[Passage]
Hello All:
Is there a way to implement SCD type2 with out surrogate key and use a combination of say ID and END_DATE as the key? say for example a table DEPT with columns:
DEPTID
DEPTNAME
BEGIN_DATE
END_DATE
and for the first time we get an entry something like
DEPTID DEPTNAME BEGIN_DATE END_DATE
10 ENGLISH 1/1/1000 1/1/2020
but today if we receive a new row for DEPTID = 10 with DEPTNAME = 'BIOLOGY
The table compare correctly says it is an update and history preserve creates two rows one for update and one for insert… but I believe the update statement should be something like
but I believe DI is submitting a query something like
which does not update any row and when it tries to insert a row it fails with unique constraint…
If end_date is column that you want to update. y is that it is a part of your key columns, and y not begin date.
The TC will tell you an update and you might not need a history preserving. just put a map operation to make it from update to normal to do the SCD type 2.and you can update the previous record with sysdate before doing this operation by using a transactional flow.

[Information]

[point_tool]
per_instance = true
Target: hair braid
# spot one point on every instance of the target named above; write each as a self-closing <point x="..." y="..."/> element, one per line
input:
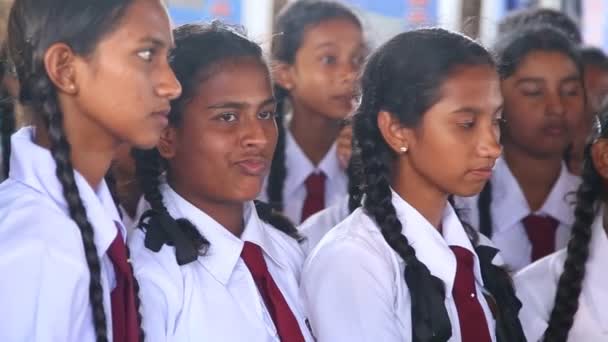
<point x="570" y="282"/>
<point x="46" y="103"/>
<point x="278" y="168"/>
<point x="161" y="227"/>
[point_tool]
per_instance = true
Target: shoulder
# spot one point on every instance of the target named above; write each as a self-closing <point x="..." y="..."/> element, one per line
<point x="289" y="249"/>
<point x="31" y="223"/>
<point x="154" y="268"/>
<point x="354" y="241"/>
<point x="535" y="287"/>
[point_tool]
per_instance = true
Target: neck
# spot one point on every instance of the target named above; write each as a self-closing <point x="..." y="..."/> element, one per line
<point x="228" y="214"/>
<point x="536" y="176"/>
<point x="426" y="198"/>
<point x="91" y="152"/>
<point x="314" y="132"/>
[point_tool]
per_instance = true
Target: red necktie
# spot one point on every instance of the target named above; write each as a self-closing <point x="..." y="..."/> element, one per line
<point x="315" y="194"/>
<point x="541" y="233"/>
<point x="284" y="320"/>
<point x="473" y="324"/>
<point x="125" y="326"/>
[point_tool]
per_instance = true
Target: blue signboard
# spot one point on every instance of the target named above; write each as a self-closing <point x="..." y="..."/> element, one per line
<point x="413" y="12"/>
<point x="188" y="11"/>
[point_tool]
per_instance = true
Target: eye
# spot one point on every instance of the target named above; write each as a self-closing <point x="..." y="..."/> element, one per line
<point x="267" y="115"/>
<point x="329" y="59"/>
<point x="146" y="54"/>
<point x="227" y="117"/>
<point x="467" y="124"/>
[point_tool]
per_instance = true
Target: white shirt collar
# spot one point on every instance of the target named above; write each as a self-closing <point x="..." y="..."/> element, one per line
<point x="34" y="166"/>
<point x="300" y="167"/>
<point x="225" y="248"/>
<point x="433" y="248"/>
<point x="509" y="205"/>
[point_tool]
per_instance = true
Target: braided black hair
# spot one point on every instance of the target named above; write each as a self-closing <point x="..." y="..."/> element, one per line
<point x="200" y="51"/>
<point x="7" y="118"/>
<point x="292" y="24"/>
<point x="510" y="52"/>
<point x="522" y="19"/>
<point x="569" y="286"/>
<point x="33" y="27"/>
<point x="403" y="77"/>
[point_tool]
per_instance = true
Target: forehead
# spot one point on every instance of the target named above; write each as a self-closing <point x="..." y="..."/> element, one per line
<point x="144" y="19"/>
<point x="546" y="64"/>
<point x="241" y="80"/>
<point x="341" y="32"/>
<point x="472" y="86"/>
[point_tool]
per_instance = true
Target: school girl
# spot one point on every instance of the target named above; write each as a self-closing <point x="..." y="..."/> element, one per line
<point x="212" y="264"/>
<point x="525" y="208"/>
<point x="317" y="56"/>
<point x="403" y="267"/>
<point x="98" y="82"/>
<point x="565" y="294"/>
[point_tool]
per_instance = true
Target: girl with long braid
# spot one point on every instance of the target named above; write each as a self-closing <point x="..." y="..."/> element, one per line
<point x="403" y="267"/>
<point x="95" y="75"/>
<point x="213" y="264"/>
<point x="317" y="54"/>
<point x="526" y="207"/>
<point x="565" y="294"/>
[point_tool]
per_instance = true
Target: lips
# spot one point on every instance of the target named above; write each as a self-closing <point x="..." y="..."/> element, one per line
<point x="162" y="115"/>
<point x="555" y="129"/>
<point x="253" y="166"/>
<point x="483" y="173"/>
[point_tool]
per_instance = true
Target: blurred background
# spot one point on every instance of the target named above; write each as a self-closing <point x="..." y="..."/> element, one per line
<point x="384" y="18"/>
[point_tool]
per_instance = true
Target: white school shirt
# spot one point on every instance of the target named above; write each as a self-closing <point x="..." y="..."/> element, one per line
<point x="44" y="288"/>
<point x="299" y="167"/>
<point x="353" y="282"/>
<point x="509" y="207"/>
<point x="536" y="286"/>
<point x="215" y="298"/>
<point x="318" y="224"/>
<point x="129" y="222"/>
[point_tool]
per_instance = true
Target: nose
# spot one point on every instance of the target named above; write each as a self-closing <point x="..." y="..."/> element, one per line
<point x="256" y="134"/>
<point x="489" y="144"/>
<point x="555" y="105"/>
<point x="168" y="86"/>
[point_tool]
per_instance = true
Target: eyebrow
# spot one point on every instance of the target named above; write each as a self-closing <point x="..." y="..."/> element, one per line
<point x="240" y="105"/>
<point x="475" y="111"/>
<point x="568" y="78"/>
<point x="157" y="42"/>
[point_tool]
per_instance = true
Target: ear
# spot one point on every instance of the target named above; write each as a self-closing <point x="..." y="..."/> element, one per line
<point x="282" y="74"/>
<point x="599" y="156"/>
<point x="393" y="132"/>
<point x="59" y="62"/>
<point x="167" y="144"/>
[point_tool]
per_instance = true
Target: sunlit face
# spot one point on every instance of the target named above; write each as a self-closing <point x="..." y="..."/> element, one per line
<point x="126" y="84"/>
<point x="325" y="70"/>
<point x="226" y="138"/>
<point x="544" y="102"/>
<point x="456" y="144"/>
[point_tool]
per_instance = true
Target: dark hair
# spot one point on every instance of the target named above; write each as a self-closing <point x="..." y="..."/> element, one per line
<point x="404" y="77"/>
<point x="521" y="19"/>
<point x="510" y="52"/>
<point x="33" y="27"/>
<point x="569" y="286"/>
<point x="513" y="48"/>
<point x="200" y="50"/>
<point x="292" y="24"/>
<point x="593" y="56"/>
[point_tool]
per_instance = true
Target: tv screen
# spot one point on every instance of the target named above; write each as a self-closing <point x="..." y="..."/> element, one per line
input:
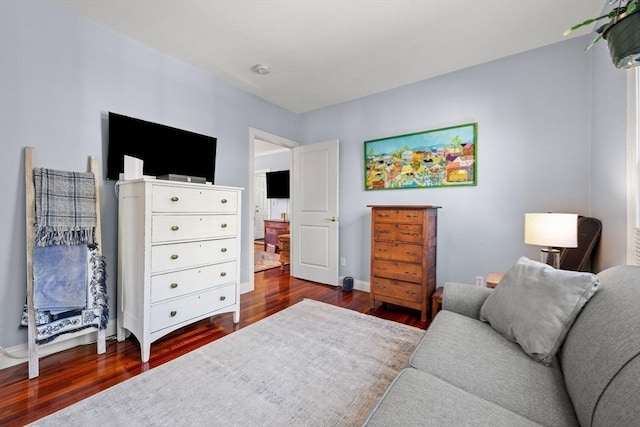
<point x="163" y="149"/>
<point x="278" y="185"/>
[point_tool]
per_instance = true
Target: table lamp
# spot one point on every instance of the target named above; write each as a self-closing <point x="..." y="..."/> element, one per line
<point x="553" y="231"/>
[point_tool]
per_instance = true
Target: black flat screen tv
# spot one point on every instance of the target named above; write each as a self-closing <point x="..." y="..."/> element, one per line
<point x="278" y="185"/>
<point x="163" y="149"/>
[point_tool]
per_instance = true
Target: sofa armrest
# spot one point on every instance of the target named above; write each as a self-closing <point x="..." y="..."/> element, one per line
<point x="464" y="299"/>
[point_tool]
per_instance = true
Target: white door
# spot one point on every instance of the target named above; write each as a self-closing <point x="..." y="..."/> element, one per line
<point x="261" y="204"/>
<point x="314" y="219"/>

[Prompt A]
Answer these questions about the SCD type 2 thread, one line each:
(i) What columns does the example DEPT table have?
(ii) What does the insert fail with?
(iii) What operation does the reply suggest putting in to change the update to normal?
[Prompt B]
In the SCD type 2 thread, switch "sysdate" to "the current date" and write out the text from "The TC will" to "a transactional flow.".
[Prompt C]
Sum up the SCD type 2 thread in two sentences.

[Written reply A]
(i) DEPTID, DEPTNAME, BEGIN_DATE and END_DATE
(ii) A unique constraint
(iii) A map operation

[Written reply B]
The TC will tell you an update and you might not need a history preserving. just put a map operation to make it from update to normal to do the SCD type 2.and you can update the previous record with the current date before doing this operation by using a transactional flow.

[Written reply C]
The poster asks whether SCD type 2 can be done without a surrogate key by using ID and END_DATE as the key, and says the query DI submits updates no row, so the insert fails with a unique constraint. A reply asks why end_date is part of the key rather than begin date, and suggests a map operation to change the update to normal, with the previous record updated to sysdate first through a transactional flow.